## BEGIN Records for processing
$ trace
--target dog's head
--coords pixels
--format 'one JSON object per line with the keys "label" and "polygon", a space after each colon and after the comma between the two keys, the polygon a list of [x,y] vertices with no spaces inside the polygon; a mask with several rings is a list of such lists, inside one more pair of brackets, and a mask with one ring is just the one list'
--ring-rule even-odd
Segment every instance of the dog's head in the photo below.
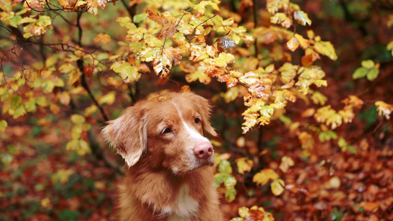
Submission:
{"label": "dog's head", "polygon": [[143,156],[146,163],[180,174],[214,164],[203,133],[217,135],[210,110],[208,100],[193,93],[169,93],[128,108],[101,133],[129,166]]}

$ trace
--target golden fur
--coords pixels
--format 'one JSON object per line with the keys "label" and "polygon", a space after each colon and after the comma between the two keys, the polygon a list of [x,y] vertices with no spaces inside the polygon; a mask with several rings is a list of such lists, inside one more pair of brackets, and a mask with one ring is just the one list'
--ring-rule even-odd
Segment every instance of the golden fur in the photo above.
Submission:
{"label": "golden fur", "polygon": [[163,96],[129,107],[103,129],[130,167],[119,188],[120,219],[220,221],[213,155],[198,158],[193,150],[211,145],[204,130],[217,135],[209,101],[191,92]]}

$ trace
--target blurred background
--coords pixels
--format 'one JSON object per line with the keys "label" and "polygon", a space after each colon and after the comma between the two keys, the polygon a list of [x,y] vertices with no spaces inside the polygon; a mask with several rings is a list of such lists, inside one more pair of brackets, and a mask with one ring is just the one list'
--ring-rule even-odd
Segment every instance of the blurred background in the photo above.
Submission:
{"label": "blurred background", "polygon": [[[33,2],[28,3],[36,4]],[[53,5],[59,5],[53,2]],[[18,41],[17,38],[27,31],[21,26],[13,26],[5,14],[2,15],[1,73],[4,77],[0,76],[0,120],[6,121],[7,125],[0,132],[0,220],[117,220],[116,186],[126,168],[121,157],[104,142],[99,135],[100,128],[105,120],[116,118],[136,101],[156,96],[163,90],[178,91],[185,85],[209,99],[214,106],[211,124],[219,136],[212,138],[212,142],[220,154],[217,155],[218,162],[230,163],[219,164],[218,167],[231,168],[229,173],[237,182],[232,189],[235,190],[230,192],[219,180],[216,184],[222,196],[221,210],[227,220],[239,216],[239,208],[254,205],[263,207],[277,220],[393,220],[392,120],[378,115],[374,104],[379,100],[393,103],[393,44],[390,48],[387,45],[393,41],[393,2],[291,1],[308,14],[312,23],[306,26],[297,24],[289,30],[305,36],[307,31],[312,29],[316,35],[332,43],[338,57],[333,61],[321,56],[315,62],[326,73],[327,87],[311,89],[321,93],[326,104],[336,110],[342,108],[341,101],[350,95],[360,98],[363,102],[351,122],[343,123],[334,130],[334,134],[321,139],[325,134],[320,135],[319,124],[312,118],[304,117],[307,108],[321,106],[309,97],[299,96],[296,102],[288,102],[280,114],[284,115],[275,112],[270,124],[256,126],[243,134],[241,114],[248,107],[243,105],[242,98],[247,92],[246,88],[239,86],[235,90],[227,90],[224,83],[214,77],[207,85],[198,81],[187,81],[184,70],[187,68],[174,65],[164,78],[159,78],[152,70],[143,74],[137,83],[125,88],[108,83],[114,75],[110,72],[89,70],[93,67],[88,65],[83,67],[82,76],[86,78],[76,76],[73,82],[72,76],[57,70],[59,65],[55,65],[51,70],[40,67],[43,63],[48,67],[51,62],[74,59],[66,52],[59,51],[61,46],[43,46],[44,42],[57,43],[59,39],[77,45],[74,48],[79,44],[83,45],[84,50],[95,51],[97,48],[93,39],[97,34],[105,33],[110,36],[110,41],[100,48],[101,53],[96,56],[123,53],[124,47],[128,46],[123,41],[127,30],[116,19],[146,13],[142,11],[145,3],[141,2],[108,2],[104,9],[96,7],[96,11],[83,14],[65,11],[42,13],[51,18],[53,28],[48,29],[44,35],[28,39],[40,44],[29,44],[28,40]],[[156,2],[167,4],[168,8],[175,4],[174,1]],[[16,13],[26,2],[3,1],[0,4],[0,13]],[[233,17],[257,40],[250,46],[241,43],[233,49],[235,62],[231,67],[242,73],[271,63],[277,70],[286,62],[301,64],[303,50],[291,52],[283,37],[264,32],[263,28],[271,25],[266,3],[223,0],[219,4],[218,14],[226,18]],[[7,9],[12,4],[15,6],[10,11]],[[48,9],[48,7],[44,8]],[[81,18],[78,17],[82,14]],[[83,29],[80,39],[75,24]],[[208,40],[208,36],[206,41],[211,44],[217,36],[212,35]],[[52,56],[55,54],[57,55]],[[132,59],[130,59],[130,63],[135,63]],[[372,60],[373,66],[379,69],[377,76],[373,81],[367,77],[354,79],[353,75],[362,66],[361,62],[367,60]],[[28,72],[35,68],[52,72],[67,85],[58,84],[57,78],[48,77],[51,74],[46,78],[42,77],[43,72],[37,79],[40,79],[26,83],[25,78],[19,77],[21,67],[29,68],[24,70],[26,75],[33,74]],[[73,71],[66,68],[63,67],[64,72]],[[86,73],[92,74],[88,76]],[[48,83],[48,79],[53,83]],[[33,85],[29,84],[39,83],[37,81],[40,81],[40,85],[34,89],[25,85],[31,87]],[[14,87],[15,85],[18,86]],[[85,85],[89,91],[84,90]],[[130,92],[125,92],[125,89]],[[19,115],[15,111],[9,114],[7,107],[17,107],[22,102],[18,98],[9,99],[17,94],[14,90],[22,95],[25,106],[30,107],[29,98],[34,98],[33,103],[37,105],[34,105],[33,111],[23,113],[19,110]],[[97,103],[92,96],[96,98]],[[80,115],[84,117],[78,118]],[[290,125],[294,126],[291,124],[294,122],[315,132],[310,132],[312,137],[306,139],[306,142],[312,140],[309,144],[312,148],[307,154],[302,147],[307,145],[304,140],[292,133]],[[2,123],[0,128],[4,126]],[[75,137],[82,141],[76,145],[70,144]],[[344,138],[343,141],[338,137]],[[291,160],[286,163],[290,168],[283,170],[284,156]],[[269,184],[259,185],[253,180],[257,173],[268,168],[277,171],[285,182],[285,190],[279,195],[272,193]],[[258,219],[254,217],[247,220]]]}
## END Records for processing
Task directions. Make an exact copy of the records above, with the pictures left out.

Complete output.
$ trace
--target dog's head
--coords pixels
--format 'one JSON object per line with the keys "label" and "polygon", a space after each colon and after the comma between the two keys, the polygon a list of [x,y] vertices with no spaces inside the polygon; a mask with several rings is a list of such lists, inside one more pair of brackets, and a mask with one ring is just the one list'
--ring-rule even-odd
Segment every instance of the dog's head in the photo below.
Submission:
{"label": "dog's head", "polygon": [[143,156],[146,163],[180,174],[214,164],[203,133],[217,135],[210,110],[208,100],[193,93],[169,93],[128,108],[101,133],[129,166]]}

$ trace
--target golden fur
--coords pixels
--format 'one JSON object per line with the keys "label" and "polygon", a space after each colon and after the comma between the two keys, the polygon a list of [x,y] vertices with no spaces inside the polygon; a mask with several rings is a list of such lists, inside one more pair of brackets, and a mask with one ring is just the one list'
--ring-rule even-odd
Segment every instance of the golden fur in the photo above.
Submission:
{"label": "golden fur", "polygon": [[163,96],[129,107],[103,129],[130,167],[119,188],[120,219],[220,221],[213,155],[198,158],[193,150],[211,145],[204,130],[217,135],[209,101],[191,92]]}

$ trace
--target blurred background
--coords pixels
--format 'one JSON object per line with the keys "label" and "polygon", a space after each colon and after the comma between the two keys, the polygon a list of [x,y] vertices with no spaces inside the polygon; a mask with several rings is a list of such lists, inside one more pair of brackets, and a mask with one ring is just the one list'
--ring-rule even-odd
Segment every instance of the blurred background in the photo above.
Submission:
{"label": "blurred background", "polygon": [[[33,2],[28,3],[36,4]],[[53,5],[59,5],[53,2]],[[18,41],[17,38],[27,31],[21,26],[13,26],[5,14],[2,15],[1,73],[4,77],[0,76],[0,120],[6,121],[7,125],[0,132],[0,220],[117,220],[116,186],[126,168],[121,157],[104,142],[99,135],[100,128],[105,120],[116,118],[136,101],[156,96],[163,90],[178,91],[185,85],[209,99],[214,106],[211,124],[219,136],[212,138],[212,142],[220,154],[217,155],[218,162],[230,163],[219,164],[218,167],[231,168],[229,173],[237,182],[232,189],[235,190],[230,192],[219,180],[216,184],[222,196],[221,210],[227,220],[239,216],[239,208],[254,205],[263,207],[277,220],[393,220],[392,120],[378,115],[374,104],[379,100],[393,103],[393,44],[390,48],[387,45],[393,41],[393,2],[291,1],[308,14],[312,23],[306,26],[297,24],[289,30],[305,36],[307,31],[312,29],[316,35],[332,43],[338,57],[333,61],[321,56],[315,62],[326,73],[327,87],[311,89],[321,93],[326,104],[336,110],[342,108],[341,101],[350,95],[360,98],[363,102],[351,122],[343,123],[334,130],[334,134],[321,139],[325,134],[320,135],[319,124],[312,118],[304,117],[307,108],[321,106],[309,97],[299,96],[296,102],[288,102],[280,114],[284,115],[275,112],[270,124],[256,126],[243,134],[241,114],[248,107],[243,105],[242,98],[247,92],[246,88],[239,86],[235,90],[227,90],[224,83],[214,77],[207,85],[198,81],[187,81],[184,70],[187,68],[174,65],[164,78],[159,78],[152,70],[143,74],[137,83],[125,88],[108,83],[114,75],[110,72],[89,70],[93,67],[88,65],[83,67],[82,76],[86,78],[76,76],[73,82],[72,76],[57,70],[59,65],[55,65],[51,70],[40,67],[43,63],[48,67],[51,62],[74,59],[66,52],[59,51],[61,46],[43,46],[44,42],[57,43],[59,39],[77,45],[74,48],[79,44],[83,45],[84,50],[95,51],[97,48],[93,39],[97,34],[105,33],[110,36],[110,41],[100,48],[101,53],[96,56],[123,53],[124,47],[128,46],[123,41],[127,30],[116,19],[146,13],[142,11],[145,3],[141,2],[108,2],[104,9],[96,7],[96,11],[83,14],[65,11],[42,13],[51,18],[53,28],[48,29],[44,35],[28,39],[40,44],[29,44],[28,40]],[[156,2],[167,4],[168,8],[175,4],[174,1]],[[16,13],[26,2],[3,1],[0,4],[0,13]],[[233,17],[257,40],[250,46],[241,43],[233,49],[235,62],[231,67],[242,73],[271,63],[277,70],[286,62],[301,64],[303,50],[291,52],[283,37],[264,32],[263,28],[271,25],[266,3],[223,0],[219,4],[218,14],[226,18]],[[7,9],[12,4],[15,6],[10,11]],[[48,9],[48,7],[44,8]],[[81,18],[78,17],[82,14]],[[83,29],[80,39],[75,24]],[[208,40],[208,36],[206,41],[211,44],[217,36],[212,35]],[[52,56],[55,54],[57,55]],[[132,59],[130,59],[130,63],[135,63]],[[372,60],[373,66],[379,69],[377,76],[373,81],[367,77],[354,79],[353,75],[362,66],[361,62],[367,60]],[[28,72],[35,68],[52,72],[67,85],[58,84],[57,78],[48,77],[51,74],[46,78],[42,77],[43,72],[37,79],[40,79],[26,83],[25,78],[19,77],[21,67],[29,68],[24,70],[26,75],[33,74]],[[73,71],[66,68],[63,67],[64,72]],[[86,73],[92,74],[88,76]],[[48,83],[48,79],[53,83]],[[33,85],[29,84],[39,83],[37,81],[40,81],[40,85],[34,89],[25,85],[31,87]],[[14,87],[15,85],[18,86]],[[85,85],[89,91],[84,90]],[[130,92],[125,92],[125,89]],[[19,115],[15,111],[9,114],[7,107],[17,107],[22,102],[18,98],[9,99],[17,94],[14,90],[22,95],[25,106],[30,107],[29,98],[34,98],[33,103],[37,105],[34,105],[33,111],[23,113],[19,110]],[[97,103],[92,96],[96,98]],[[80,115],[84,117],[78,118]],[[290,125],[294,126],[291,124],[294,122],[315,132],[310,132],[312,137],[306,139],[306,142],[312,140],[309,144],[312,148],[307,154],[302,147],[307,145],[304,140],[292,133]],[[2,123],[0,128],[4,126]],[[75,137],[82,141],[76,145],[70,144]],[[344,138],[343,141],[338,137]],[[291,160],[286,163],[290,168],[283,170],[284,156]],[[269,184],[259,185],[253,180],[257,173],[268,168],[277,171],[285,182],[285,190],[279,195],[272,193]],[[258,219],[254,217],[247,220]]]}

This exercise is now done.